Action item:
Every line of the data should be retyped with no difference from the original.

[Natural language region descriptions]
========================================================================
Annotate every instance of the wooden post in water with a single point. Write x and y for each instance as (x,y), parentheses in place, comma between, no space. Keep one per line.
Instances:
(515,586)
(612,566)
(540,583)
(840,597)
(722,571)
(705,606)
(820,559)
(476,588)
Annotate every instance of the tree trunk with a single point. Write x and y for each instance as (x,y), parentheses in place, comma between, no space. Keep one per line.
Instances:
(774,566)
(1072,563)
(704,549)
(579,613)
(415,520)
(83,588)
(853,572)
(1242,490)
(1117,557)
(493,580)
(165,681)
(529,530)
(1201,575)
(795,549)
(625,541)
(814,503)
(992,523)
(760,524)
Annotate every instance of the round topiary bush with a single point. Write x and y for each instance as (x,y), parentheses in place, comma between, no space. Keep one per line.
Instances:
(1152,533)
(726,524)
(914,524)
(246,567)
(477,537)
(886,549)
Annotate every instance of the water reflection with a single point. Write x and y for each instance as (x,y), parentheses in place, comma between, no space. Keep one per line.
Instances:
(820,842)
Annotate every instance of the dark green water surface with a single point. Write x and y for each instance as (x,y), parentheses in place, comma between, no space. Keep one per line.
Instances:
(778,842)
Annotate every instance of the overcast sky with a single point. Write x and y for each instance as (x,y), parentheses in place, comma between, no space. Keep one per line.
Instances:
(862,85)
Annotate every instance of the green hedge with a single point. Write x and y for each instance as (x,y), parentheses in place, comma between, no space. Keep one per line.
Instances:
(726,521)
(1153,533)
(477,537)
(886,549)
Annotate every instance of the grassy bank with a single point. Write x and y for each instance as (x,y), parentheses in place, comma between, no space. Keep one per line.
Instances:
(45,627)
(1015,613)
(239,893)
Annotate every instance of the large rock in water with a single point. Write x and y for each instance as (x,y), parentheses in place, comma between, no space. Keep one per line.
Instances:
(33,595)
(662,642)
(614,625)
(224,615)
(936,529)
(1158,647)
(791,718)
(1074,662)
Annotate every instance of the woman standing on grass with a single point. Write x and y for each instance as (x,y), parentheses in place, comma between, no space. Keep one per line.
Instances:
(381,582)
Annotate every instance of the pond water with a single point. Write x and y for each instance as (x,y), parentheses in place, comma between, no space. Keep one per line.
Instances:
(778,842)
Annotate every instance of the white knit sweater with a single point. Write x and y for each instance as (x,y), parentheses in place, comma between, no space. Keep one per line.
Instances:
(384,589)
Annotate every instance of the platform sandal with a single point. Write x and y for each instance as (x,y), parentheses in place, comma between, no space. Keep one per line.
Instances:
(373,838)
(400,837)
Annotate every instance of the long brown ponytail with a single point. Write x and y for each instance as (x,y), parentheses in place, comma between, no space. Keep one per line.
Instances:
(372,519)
========================================================================
Answer below:
Annotate every instance of the wooden post in water with a single point. Write x and y for each instance as (x,y), parentheses in place, comma between, no space. Keep one per line.
Instances:
(515,586)
(612,566)
(540,583)
(840,597)
(722,571)
(705,606)
(820,559)
(476,588)
Annotate every instance of the tree trunk with a single point. Write x and y for each instance as (x,y), parentheses in place, comma between, no space. Keep one per line.
Instances:
(774,566)
(1072,563)
(704,549)
(579,613)
(415,520)
(83,588)
(853,572)
(1242,490)
(1117,557)
(493,580)
(165,681)
(529,530)
(1201,575)
(795,549)
(625,541)
(814,503)
(992,523)
(760,524)
Annotate every instance of the round topiary bush with a single point. Write x and y for each instance as (x,y), parentheses in place, comma between, no space. Keep one per line.
Instances:
(1152,533)
(726,524)
(914,524)
(246,567)
(477,537)
(886,549)
Annotate every instance of the water reflection with a single point. Write x and y for each instance as (x,y), parentheses in place, comma between, no space. Keep one per line.
Instances:
(820,842)
Annotate every instance of the dark green water surface with a single point. Write x and y for each instance as (x,y), parentheses in place, comma between, no space. Keep one per line.
Instances:
(778,842)
Annotate every instance of the overcast sky with a single point. Write x and y for each instance as (x,y), parentheses in place, comma between, no space. Keep one per line.
Instances:
(862,85)
Annotate every instance of the green hedge with a single point. Write x and y for each instance as (x,y), parentheses in place, comma between, no space. Keep one per line.
Instances:
(726,521)
(1153,533)
(477,537)
(886,549)
Annotate every instance of the grassy bank with a single point. Write x and y for each instance as (x,y), parentheses in place, comma between, no space. Keep one per line.
Instances:
(45,627)
(1015,613)
(239,893)
Annotate every instance of the large rock in water with a single point. Write x and y for each instance as (x,y), parentheses in place, comma between, no space. Keep one per line.
Instances:
(33,595)
(662,642)
(614,625)
(224,615)
(936,529)
(1158,647)
(791,718)
(1074,662)
Annotate every instance of the woman standing on grass with a single point. Write x and y for each instance as (x,y), parentheses in place, comma between, no space. Keep one per line.
Instances:
(381,582)
Annotate every instance of the pond water with a single point. Write x and y for each instance as (x,y), parentheses in place, comma between, no space. Keep one per line.
Instances:
(778,842)
Annotate every instance of the white knit sweater with a single point. Write x and y for each instance as (x,y), parentheses in place, comma between, no space. Keep one per line.
Instances:
(384,589)
Annotate every instance of the platform sandal with a single point. Write x and y for each instance as (x,y), parentheses in place, comma between, no space. Keep one per line.
Instances:
(373,838)
(400,837)
Annotate every instance of the long brown ponytail with a single point. Write x and y for each instance as (x,y), parentheses in place, comma between, no space. Keep one per line.
Instances:
(372,519)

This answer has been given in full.